===== VORLIEGENDER TEXT =====
Wahrscheinlich reiben sie sich sogar in der Regierungszentrale in Stuttgart die Augen: Mehr Grün war nie. Nicht nur, dass die Grünen in Baden-Württemberg in einer Umfrage von Infratest dimap bei 38 Prozent gelandet waren und damit bundesweit einmalige Werte erreicht haben. Nun überholt Ministerpräsident Winfried Kretschmann im ZDF-Politbarometer in der Liste der zehn wichtigsten Politiker sogar Kanzlerin Angela Merkel – und damit auch den Chef der Bundes-Grünen, Robert Habeck – und belegt den ersten Platz. 40 Jahre, nachdem am 30. September 1979 der erste grüne Landesverband in Sindelfingen gegründet worden war, schaffen es ausgerechnet die Grünen, sich als neue Volkspartei zu inszenieren und zu etablieren.

Zwölf Prozent Vorsprung zur CDU

Während die Grünen im Bund in den Umfragen mit der Union gleichziehen, blickt die CDU in Baden-Württemberg in einen Abgrund: Der Vorsprung der Öko-Partei ist auf zwölf Prozent angewachsen. Und das in einem Land, in dem bis 2011 ein Verlust der Macht für die Schwarzen so undenkbar war wie die Abschaffung der Kehrwoche. Dann, nach Fukushima und dem Stuttgart-21-Desaster, wurde Kretschmann der bundesweit erste und bis heute einzige grüne Ministerpräsident. „Die Grünen bleiben auf dem Teppich, auch wenn der gerade fliegt“, kündigte er damals an. Er hielt Wort und Maß und wiederholte den Vorsatz 2016, nachdem er mit seiner Partei erstmals mit 30,3 Prozent an der CDU vorbeigezogen war. Und auch jetzt, mit der 40-Prozent-Marke in Reichweite, erinnerte er daran, nicht die Bodenhaftung zu verlieren.
===== BEREITGESTELLTE ANGABEN =====
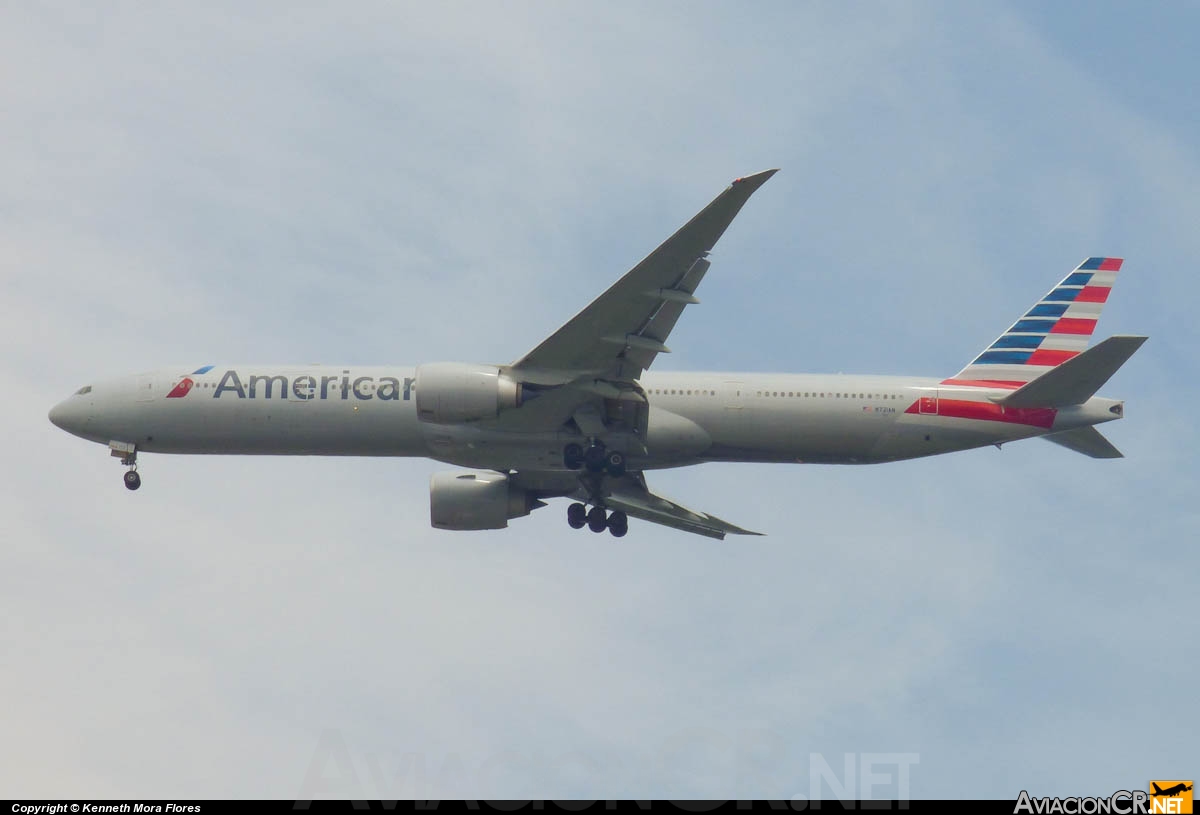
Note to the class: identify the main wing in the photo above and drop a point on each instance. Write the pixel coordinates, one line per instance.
(621, 333)
(631, 496)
=====
- _AUFGABENSTELLUNG_
Ändern Sie im Text über die Grünen in Baden-Württemberg „Umfrage“ zu „Erhebung“, und geben Sie dabei alles von „Wahrscheinlich reiben sie“ bis hinunter zu „und zu etablieren.“ erneut wieder. Die oben stehenden Zeilen sind eigenständiges Material und gehören nicht zum Text.

- _AUSGEARBEITETE LÖSUNG_
Wahrscheinlich reiben sie sich sogar in der Regierungszentrale in Stuttgart die Augen: Mehr Grün war nie. Nicht nur, dass die Grünen in Baden-Württemberg in einer Erhebung von Infratest dimap bei 38 Prozent gelandet waren und damit bundesweit einmalige Werte erreicht haben. Nun überholt Ministerpräsident Winfried Kretschmann im ZDF-Politbarometer in der Liste der zehn wichtigsten Politiker sogar Kanzlerin Angela Merkel – und damit auch den Chef der Bundes-Grünen, Robert Habeck – und belegt den ersten Platz. 40 Jahre, nachdem am 30. September 1979 der erste grüne Landesverband in Sindelfingen gegründet worden war, schaffen es ausgerechnet die Grünen, sich als neue Volkspartei zu inszenieren und zu etablieren.